■ Exercise goal
An exact restatement of the records below is expected.
[[ Dataset content, beginning ]]
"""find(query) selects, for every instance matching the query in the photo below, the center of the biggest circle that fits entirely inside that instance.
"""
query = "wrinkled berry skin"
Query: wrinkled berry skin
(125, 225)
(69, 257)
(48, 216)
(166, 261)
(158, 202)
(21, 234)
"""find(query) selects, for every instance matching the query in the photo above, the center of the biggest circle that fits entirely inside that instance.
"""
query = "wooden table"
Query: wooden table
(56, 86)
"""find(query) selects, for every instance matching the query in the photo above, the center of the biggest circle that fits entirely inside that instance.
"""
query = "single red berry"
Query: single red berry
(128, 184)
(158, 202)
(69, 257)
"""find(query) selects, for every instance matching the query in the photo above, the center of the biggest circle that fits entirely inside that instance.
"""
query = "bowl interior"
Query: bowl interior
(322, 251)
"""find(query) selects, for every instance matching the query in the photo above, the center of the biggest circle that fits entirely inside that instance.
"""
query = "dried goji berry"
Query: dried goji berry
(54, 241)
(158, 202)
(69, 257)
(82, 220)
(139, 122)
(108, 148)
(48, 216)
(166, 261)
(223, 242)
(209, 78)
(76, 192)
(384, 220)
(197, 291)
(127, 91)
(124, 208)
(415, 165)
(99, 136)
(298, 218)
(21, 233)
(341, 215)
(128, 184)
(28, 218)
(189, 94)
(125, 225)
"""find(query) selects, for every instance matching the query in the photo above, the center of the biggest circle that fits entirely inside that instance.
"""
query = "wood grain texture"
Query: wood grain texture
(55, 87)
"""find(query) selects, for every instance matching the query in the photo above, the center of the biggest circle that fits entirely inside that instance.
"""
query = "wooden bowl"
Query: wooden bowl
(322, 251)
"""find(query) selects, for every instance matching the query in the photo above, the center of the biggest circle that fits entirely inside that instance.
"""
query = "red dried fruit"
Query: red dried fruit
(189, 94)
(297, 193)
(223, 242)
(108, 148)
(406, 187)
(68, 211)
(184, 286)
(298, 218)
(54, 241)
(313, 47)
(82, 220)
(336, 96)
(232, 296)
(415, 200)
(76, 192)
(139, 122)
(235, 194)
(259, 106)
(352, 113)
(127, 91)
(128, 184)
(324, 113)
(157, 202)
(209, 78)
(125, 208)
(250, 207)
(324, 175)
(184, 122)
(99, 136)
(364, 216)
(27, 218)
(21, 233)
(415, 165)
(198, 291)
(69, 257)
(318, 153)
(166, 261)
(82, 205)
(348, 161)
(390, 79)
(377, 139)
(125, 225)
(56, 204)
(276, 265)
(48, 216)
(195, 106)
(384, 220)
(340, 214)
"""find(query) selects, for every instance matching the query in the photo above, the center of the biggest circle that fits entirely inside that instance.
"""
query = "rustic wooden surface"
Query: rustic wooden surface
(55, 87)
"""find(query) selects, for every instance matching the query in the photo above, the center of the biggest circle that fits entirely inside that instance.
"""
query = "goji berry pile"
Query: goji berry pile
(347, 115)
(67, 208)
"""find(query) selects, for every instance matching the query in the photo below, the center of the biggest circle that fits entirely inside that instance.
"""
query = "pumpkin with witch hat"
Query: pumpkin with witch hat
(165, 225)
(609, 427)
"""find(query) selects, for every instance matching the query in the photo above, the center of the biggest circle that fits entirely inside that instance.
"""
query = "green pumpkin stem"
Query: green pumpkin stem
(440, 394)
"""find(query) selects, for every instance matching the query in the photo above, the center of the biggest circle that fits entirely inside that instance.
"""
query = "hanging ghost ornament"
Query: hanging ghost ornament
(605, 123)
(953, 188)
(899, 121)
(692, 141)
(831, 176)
[[ Dataset content, end ]]
■ Output for this exercise
"""find(query) selects, for every instance matching the query in the photo below, the center of the biggest circle that fits entirely inside that instance.
"""
query = "wrinkled berry skin"
Query: wrinkled berry skin
(125, 225)
(69, 257)
(48, 216)
(166, 261)
(158, 202)
(21, 234)
"""find(query) selects, for every instance matching the query in the photo above, the center of the biggest circle that fits entirely inside that instance.
"""
query = "wooden table"
Query: wooden table
(56, 86)
"""find(query) selects, for every instance matching the query in the photo above, the center of the biggest circle that fits entirely inside that instance.
"""
query = "single red berry"
Query: single red berry
(128, 184)
(158, 202)
(69, 257)
"""find(query) selects, for every instance matching the query in the photo above, the center of the biggest circle that fits entirely inside that instance.
"""
query = "bowl interior"
Query: bowl interior
(322, 251)
"""find(query) selects, for every instance matching the query in the photo above, the center of the biggest circle that fits entirely inside that instance.
"""
query = "dried goji berry"
Query: dried goji berry
(54, 241)
(158, 202)
(69, 257)
(82, 220)
(139, 122)
(108, 148)
(48, 216)
(166, 261)
(223, 242)
(209, 78)
(76, 192)
(384, 220)
(197, 291)
(127, 91)
(124, 208)
(415, 165)
(99, 136)
(298, 218)
(21, 233)
(341, 215)
(128, 184)
(28, 218)
(189, 94)
(125, 225)
"""find(query) selects, for every instance matching the query in the photo above, the center of the biggest circle that fits entirely inside that instance.
"""
query = "wood grain texture"
Query: wood grain texture
(55, 87)
"""find(query) selects, for every instance matching the query in the photo above, the center of the biggest circle that fits entirely inside that instance.
"""
query = "wooden bowl"
Query: wooden bowl
(322, 251)
"""find(query) selects, for every instance matching the query in the photo above, the center of the biggest circle that fits entirely inside that instance.
"""
query = "red dried fruit"
Query: red dried fruit
(189, 94)
(297, 193)
(223, 242)
(108, 148)
(406, 187)
(68, 211)
(184, 286)
(298, 218)
(54, 241)
(313, 47)
(82, 220)
(336, 96)
(232, 296)
(415, 200)
(76, 192)
(139, 122)
(235, 194)
(259, 106)
(352, 113)
(127, 91)
(128, 184)
(324, 113)
(157, 202)
(209, 78)
(125, 208)
(250, 207)
(324, 175)
(184, 122)
(99, 136)
(364, 216)
(27, 218)
(21, 233)
(415, 165)
(198, 291)
(69, 257)
(318, 153)
(166, 261)
(82, 205)
(348, 161)
(390, 79)
(377, 139)
(125, 225)
(56, 204)
(276, 265)
(48, 216)
(195, 106)
(384, 220)
(340, 214)
"""find(query) selects, for every instance matching the query in the photo above, the center of the biggest circle that fits entirely inside that instance.
"""
query = "rustic wooden surface"
Query: rustic wooden surface
(55, 87)
"""find(query) selects, for every instance matching the query in the photo above, the center of the biggest circle that fits entirely inside that instance.
"""
query = "goji berry pile"
Query: goji berry pile
(347, 115)
(67, 208)
"""find(query) selects, for every instance matching the query in the photo below, the center of the biggest circle that fits entirely inside that instance.
"""
query = "pumpkin with witch hat"
Query: pumpkin with witch hat
(165, 225)
(609, 427)
"""find(query) selects, for every instance matching the query in the photo above, the center of the biggest circle that fits entirely inside that instance.
"""
query = "green pumpkin stem"
Query: green pumpkin stem
(440, 394)
"""find(query) selects, for every instance matching the query in the photo above, the center of the biggest circle that fits entirely inside that instance.
"""
query = "hanging ghost ornament"
Query: hanging ghost ornament
(605, 123)
(953, 188)
(899, 121)
(692, 141)
(831, 176)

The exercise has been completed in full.